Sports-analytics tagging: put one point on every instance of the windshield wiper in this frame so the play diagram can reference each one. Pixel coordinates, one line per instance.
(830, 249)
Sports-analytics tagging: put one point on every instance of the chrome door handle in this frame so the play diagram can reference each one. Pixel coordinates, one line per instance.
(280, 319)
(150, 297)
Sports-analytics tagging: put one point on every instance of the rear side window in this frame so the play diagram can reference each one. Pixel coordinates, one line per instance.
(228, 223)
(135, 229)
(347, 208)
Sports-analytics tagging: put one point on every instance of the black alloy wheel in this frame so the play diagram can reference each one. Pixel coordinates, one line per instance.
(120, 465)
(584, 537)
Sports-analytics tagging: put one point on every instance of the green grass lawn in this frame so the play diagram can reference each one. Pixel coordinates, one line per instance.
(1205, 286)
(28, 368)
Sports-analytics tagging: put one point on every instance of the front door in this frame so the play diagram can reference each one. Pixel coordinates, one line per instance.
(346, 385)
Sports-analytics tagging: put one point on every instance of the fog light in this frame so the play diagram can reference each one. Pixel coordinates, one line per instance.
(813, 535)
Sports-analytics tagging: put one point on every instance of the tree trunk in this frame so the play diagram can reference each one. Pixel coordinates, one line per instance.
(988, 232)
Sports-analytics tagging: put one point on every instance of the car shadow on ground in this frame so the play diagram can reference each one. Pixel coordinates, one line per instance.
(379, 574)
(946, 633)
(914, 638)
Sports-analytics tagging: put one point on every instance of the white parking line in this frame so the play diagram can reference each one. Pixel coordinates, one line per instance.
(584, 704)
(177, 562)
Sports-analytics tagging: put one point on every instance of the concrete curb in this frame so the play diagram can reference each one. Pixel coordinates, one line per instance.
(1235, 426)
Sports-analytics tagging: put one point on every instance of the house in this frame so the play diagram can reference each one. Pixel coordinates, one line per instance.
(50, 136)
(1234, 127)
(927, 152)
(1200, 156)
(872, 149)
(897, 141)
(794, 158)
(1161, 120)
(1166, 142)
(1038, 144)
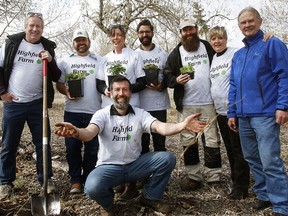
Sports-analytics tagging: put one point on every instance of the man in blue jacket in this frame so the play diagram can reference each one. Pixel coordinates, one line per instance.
(21, 90)
(258, 96)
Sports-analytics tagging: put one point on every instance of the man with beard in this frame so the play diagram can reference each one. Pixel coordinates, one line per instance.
(79, 110)
(120, 127)
(193, 95)
(152, 54)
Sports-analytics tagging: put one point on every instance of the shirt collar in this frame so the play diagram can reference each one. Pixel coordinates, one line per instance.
(153, 46)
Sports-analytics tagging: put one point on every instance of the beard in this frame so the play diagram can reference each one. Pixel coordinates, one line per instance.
(146, 42)
(191, 45)
(123, 105)
(82, 50)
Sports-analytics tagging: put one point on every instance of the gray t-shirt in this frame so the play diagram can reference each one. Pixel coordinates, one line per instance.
(120, 136)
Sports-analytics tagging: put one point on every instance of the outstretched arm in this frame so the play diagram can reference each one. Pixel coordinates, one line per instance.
(66, 129)
(190, 123)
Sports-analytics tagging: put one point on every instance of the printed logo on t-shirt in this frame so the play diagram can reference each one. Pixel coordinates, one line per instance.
(196, 59)
(28, 57)
(220, 70)
(155, 61)
(121, 133)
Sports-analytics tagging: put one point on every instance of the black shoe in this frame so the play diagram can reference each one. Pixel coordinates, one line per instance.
(238, 195)
(258, 205)
(130, 192)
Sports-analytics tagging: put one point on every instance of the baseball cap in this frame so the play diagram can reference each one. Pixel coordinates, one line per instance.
(187, 22)
(80, 33)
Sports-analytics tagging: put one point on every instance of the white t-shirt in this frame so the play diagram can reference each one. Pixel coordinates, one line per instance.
(133, 63)
(120, 136)
(91, 102)
(152, 100)
(26, 79)
(220, 79)
(197, 90)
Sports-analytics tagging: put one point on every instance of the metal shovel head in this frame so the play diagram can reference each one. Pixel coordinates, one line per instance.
(49, 205)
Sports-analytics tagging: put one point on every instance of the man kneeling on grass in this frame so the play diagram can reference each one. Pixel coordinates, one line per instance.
(119, 128)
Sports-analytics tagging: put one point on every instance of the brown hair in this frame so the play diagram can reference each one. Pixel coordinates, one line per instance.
(218, 31)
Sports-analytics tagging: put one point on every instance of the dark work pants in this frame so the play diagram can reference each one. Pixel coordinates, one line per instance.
(240, 172)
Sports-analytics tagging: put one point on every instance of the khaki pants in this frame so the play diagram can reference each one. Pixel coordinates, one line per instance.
(212, 165)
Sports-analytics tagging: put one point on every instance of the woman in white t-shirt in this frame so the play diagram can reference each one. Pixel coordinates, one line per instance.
(220, 78)
(129, 59)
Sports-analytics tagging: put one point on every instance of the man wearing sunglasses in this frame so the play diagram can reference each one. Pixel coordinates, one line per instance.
(21, 91)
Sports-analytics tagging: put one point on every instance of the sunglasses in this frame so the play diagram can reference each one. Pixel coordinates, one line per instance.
(32, 14)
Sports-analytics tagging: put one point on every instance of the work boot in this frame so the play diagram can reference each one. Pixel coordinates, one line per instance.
(190, 185)
(238, 194)
(76, 188)
(258, 205)
(130, 192)
(106, 212)
(5, 191)
(119, 189)
(158, 206)
(51, 186)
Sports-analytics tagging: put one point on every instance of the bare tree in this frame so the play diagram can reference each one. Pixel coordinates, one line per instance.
(10, 11)
(164, 14)
(275, 19)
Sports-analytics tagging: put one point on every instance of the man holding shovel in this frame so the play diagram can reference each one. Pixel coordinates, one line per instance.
(21, 91)
(119, 128)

◆ ◆ ◆ ◆ ◆

— Instructions to follow —
Repeat only the stretch of lines that opens with the line containing "of the woman" and closes with the final line of the entries, both included, exactly as written.

— Result for this exercise —
Sports-analytics tagging: put one point on every instance of the woman in white t-shirt in this frame so the play diagram can reference each one. Pixel coordinates, one line per instance.
(220, 78)
(129, 59)
Sports-analytics tagging: put one point on every instance of the man wearing sunglasses in this frame so the play diagram can reference each one. Pixel coordinates, one line per instance.
(21, 91)
Sports-analytics tagging: put one point on every instance of the sunglasses in this frame so the play diagram can reference each one. Pixel coordinates, one line per instance.
(32, 14)
Sports-analytics tagging: put one point on every instance of the work boot in this frame so the play diagram can reference each one. Pixel coordinates, one line per instance.
(190, 185)
(238, 194)
(76, 188)
(258, 205)
(130, 192)
(106, 212)
(5, 191)
(119, 189)
(158, 206)
(51, 186)
Sports-analytics tagging: put one point on every instance of the bare tree in this frame so the play diagram can reference each one. Pixel coordinates, one line per instance.
(10, 11)
(164, 14)
(275, 19)
Sports-analytics tagging: put one point on every instance of the man holding shovel in this frame so the play diagram can reference each one. Pixel coordinates, one line per instance.
(21, 91)
(119, 128)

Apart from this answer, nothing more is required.